> **ÉNONCÉ 1**
Recopiez le passage de la notice sur Mario Borzaga compris entre "Brèves notes biographiques" et "aux missions étrangères.", inclus.
> **ÉNONCÉ 2**
Réécrivez les lignes de données comprises entre celle qui contient "decorative metal basket." et la dernière, incluses, en remplaçant "metal basket" par "wire basket" sans rien modifier d'autre.

----- PAGE -----

Mémorial : 16 décembre

Brèves notes biographiques

Mario Borzaga

Le père Mario Borzaga (1932-1960) est né en 1932 à Trente, dans l’Italie du nord. Dernier d’une fratrie de quatre enfants, il grandit dans une famille profondément chrétienne et se senti attiré par la prêtrise. Il entra d’abord au grand séminaire de l’archidiocèse de Trente. Il n’avait que 20 ans quand un missionnaire vint parler aux séminaristes. Mario l’écouta attentivement et prit conscience que Dieu l’appelait aux missions étrangères.

C’est dans cet esprit que, en 1952, il commença son année de noviciat avec les Missionnaires Oblats de Marie Immaculée italiens, dans la région du Molise. Puis, de 1953 à 1957, il se prépara à la vie missionnaire en passant plusieurs années d’étude au scolasticat oblat San Giorgio Canavese, près de Turin. Il fut ordonné prêtre en 1957. Cette même année, les Oblats d’Italie envoyèrent leur première équipe de missionnaires au Laos.

Arriver dans un des pays les plus pauvres au monde, qui comptait un nombre si réduit de chrétiens, fut pour lui un choc. Il passa sa première année dans la mission de Kengsadok. Là, il dut apprendre la langue, la culture locale et la vie missionnaire. Il aimait être avec les gens et voulait apprendre d’eux le plus rapidement possible. En fait, ce fut une année très difficile. Mario Borzaga avait 26 ans quand il fut envoyé à son premier poste de mission. Kiukatiam était un village hmong, à 80 km de Louang Prabang. Enseigner le catéchisme, initier les personnes à la prière, rendre visite aux familles, recevoir les malades qui s’assemblaient tous les jours devant la porte du dispensaire de la mission : c’est à cela que Mario consacrait son temps et ses forces. Il fut aussi chargé de la formation des jeunes catéchistes hmong.

----- DONNÉES -----

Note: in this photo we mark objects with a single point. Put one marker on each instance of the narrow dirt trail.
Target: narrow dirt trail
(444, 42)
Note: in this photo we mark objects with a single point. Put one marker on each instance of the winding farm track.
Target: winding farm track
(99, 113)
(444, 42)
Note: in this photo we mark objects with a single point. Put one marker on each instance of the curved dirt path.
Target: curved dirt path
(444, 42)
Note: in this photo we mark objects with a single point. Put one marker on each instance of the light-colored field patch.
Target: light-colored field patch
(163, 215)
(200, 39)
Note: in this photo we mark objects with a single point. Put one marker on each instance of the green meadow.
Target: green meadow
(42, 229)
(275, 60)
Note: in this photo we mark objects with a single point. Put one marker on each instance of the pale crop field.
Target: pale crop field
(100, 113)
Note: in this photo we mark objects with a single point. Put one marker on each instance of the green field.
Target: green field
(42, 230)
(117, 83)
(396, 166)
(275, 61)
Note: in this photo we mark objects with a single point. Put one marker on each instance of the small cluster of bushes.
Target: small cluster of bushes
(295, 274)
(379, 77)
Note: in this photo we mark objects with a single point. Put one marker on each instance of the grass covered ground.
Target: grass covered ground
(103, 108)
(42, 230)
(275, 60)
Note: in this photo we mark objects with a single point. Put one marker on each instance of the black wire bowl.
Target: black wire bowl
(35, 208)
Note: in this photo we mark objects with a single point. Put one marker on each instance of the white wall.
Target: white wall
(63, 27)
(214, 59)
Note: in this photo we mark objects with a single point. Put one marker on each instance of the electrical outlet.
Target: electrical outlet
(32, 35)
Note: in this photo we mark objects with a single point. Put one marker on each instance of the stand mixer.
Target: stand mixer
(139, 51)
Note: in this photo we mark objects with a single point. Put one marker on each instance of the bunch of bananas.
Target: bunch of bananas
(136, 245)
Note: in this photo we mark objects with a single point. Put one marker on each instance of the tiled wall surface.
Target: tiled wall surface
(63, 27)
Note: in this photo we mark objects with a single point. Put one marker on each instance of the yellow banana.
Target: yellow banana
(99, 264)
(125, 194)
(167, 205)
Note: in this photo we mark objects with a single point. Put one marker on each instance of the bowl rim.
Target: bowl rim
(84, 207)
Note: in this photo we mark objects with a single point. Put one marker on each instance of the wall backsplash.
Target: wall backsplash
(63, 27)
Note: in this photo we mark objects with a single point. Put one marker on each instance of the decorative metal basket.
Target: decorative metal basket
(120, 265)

-----

> **RÉPONSE 1**
Brèves notes biographiques

Mario Borzaga

Le père Mario Borzaga (1932-1960) est né en 1932 à Trente, dans l’Italie du nord. Dernier d’une fratrie de quatre enfants, il grandit dans une famille profondément chrétienne et se senti attiré par la prêtrise. Il entra d’abord au grand séminaire de l’archidiocèse de Trente. Il n’avait que 20 ans quand un missionnaire vint parler aux séminaristes. Mario l’écouta attentivement et prit conscience que Dieu l’appelait aux missions étrangères.

> **RÉPONSE 2**
Note: in this photo we mark objects with a single point. Put one marker on each instance of the decorative wire basket.
Target: decorative wire basket
(120, 265)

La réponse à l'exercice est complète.